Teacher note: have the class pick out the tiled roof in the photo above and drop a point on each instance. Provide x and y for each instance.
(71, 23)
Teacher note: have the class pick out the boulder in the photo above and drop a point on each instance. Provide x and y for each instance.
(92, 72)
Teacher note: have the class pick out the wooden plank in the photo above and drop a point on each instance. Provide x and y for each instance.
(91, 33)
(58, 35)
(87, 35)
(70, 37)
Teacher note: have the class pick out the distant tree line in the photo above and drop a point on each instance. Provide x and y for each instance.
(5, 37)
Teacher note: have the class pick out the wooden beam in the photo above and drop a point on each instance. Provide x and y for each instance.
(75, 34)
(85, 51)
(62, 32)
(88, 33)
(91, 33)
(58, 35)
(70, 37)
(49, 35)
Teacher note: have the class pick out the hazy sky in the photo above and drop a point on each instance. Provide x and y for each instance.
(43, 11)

▶ Task goal:
Can you render every line of the records above as a JSON list of strings, with one string per line and any blank lines left out?

▶ Complete response:
[
  "Teacher note: have the class pick out the tiled roof in the photo above and drop a point on each instance. Provide x and y for each instance.",
  "(71, 23)",
  "Teacher note: have the class pick out the boulder in the photo above and drop a point on each instance. Provide x and y for each instance.",
  "(92, 72)",
  "Teacher note: have the class pick out the wooden plank in the photo above and drop a point on each instance. Provide x and y for each instance.",
  "(91, 33)",
  "(58, 35)",
  "(87, 35)",
  "(70, 37)",
  "Teacher note: have the class pick out the distant tree line in the photo above and drop a point on each instance. Provide x and y for each instance.",
  "(5, 37)",
  "Teacher note: have the class pick out the wooden beam in the photo above and drop a point on each instance. Provide x and y for each instance.",
  "(75, 34)",
  "(85, 51)",
  "(62, 32)",
  "(88, 33)",
  "(91, 33)",
  "(58, 35)",
  "(70, 37)",
  "(49, 35)",
  "Teacher note: have the class pick out the hazy sky in the photo above and drop a point on each instance. Provide x and y for each instance.",
  "(43, 11)"
]